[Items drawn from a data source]
[BEGIN]

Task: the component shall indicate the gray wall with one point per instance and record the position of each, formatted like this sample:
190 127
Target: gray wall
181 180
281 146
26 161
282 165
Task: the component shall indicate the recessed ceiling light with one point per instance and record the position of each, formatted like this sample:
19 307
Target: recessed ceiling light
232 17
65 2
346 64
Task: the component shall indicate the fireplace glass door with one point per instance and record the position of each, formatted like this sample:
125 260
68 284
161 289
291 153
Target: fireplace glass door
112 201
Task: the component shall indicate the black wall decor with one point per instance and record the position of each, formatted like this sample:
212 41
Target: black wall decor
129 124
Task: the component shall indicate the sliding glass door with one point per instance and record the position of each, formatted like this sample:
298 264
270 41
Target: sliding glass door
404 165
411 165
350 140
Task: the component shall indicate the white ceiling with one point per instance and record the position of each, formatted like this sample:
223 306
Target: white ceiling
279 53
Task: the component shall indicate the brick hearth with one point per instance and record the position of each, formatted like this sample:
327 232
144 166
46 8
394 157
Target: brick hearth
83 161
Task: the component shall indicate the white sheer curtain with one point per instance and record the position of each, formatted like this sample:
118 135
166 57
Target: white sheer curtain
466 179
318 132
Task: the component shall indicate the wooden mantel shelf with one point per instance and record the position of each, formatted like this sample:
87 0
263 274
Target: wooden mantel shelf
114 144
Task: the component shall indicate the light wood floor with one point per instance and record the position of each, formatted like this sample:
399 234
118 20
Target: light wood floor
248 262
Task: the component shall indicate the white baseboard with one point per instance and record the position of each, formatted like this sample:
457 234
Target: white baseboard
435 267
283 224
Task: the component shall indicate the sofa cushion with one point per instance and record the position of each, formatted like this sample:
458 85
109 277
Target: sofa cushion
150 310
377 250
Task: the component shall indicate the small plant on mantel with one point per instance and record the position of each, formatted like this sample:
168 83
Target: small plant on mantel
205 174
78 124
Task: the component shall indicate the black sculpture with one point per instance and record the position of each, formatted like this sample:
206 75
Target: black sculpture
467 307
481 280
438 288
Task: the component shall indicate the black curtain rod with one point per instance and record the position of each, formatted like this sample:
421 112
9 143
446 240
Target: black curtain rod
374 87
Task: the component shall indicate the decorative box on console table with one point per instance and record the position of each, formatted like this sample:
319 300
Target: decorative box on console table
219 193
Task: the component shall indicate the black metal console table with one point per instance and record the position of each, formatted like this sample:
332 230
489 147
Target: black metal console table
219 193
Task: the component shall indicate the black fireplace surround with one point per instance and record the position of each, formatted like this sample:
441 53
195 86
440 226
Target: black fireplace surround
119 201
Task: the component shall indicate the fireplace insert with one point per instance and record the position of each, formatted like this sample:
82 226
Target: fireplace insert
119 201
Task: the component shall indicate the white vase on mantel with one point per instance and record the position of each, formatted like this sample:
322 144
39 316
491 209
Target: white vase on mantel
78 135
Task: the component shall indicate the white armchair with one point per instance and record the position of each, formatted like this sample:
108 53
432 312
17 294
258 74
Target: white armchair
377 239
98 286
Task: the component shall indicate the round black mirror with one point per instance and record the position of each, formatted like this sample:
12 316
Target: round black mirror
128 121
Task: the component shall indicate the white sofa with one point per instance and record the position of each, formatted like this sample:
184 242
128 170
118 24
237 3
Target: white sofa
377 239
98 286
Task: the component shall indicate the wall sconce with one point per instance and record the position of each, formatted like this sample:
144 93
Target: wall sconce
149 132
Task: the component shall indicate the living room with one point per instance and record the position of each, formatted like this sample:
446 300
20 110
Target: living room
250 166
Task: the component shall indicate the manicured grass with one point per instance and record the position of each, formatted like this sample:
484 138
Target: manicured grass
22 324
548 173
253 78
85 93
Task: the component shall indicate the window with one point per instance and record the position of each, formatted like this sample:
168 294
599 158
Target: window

[END]

Extract the lines of every row above and reproduce them word for word, changing nothing.

Task: the component shall indicate the gray wall with one point per instance and record the position of each, formatted like this sample:
190 127
Target: gray wall
181 180
281 146
26 161
282 165
Task: the component shall indicate the recessed ceiling light with one point per instance and record the position of each, formatted like this sample:
19 307
Target: recessed ceiling light
232 17
65 2
346 64
Task: the component shall indicate the fireplace glass door with one point per instance and record the position of each, formatted like this sample:
125 260
68 284
161 289
291 153
Target: fireplace glass door
112 201
Task: the component shall indicate the black wall decor with one point per instance and record the position of each, formatted like this sample:
212 41
Target: black wall decor
129 124
Task: the component shall indicate the sliding glass door with one point per instance and record the position of each, formatted like this sample:
298 264
270 41
Target: sliding glass door
404 165
411 165
350 140
Task: the component shall indicate the white ceiling with one point per instance and record the position of each, formatted like this sample:
223 306
Target: white ceiling
279 53
Task: the component shall indicate the brick hearth with one point per instance and record the position of each, formatted like this sample:
327 232
144 166
46 8
394 157
Target: brick hearth
83 161
Task: the component shall indicate the white sheer curtain with one point per instance and record the position of each, formatted like this sample:
118 135
166 57
Target: white sheer curtain
466 179
318 132
Task: the component shall indicate the wooden mantel shelf with one point per instance and record the position of each, formatted like this sample:
87 0
263 274
Target: wooden mantel shelf
114 144
Task: the component shall indicate the light wood floor with one point per instance and record the position of each, formatted like this sample:
399 234
118 20
Target: light wood floor
248 262
Task: the component shall indicate the white baseboard with one point per instance and record the position of each, formatted like this sample:
457 234
Target: white baseboard
435 267
283 224
Task: the component shall indicate the sofa cushion with one point per instance and record the position of each, formatted like this sample:
458 85
109 277
Target: sofa cushion
150 310
377 250
Task: the component shall indicate the small plant on mantel with one point per instance and record the position of each, formatted like this sample:
168 83
Target: small plant on mantel
205 174
78 124
Task: the component shall indicate the black sculpture with one point per instance and record the position of each, formatted like this sample:
206 75
Target: black sculpture
467 307
481 280
438 288
Task: the component shall indicate the black curtain rod with one point per instance and record the position of each, formatted like this sample:
421 112
9 143
446 240
Target: black curtain rod
374 87
Task: the component shall indicate the decorative box on console table with one point per instance and record the position of each, formatted like this sample:
319 300
Target: decorative box on console table
219 193
Task: the component shall indicate the black metal console table with one point per instance and record the position of each, formatted like this sample:
332 230
489 147
Target: black metal console table
219 193
Task: the component shall indicate the black fireplace surround with one point per instance and record the position of each, formatted like this sample:
441 53
195 86
440 226
Target: black fireplace surround
119 201
Task: the component shall indicate the fireplace insert with one point per instance and record the position of each, formatted like this sample:
82 226
Target: fireplace insert
119 201
Task: the component shall indicate the white vase on mantel with one point per instance and record the position of each, formatted like this sample:
322 144
39 316
491 209
Target: white vase on mantel
78 135
Task: the component shall indicate the white armchair with one point per instance and record the position of each, formatted like this sample:
108 53
432 312
17 294
258 74
Target: white armchair
377 239
98 286
Task: the component shall indicate the round black mirror with one point per instance and record the position of each, formatted like this sample:
12 316
Target: round black mirror
128 121
Task: the component shall indicate the white sofa with one point per instance and record the position of each, formatted like this sample:
184 242
128 170
118 24
237 3
Target: white sofa
377 239
98 286
Task: the component shall indicate the wall sconce with one point per instance and record the position of each, formatted like this sample:
144 93
Target: wall sconce
149 132
Task: the component shall indicate the living room with one point per instance and record the position of each, formatted like this sample:
446 300
20 110
Target: living room
250 166
Task: the component shall indicate the manicured grass with one point per instance and record the position of each, formatted like this sample:
484 138
Target: manicured grass
22 324
548 173
253 78
85 93
Task: the component shall indicate the window with one point per instance and record the position of each, formatted like this sample:
168 294
599 158
Target: window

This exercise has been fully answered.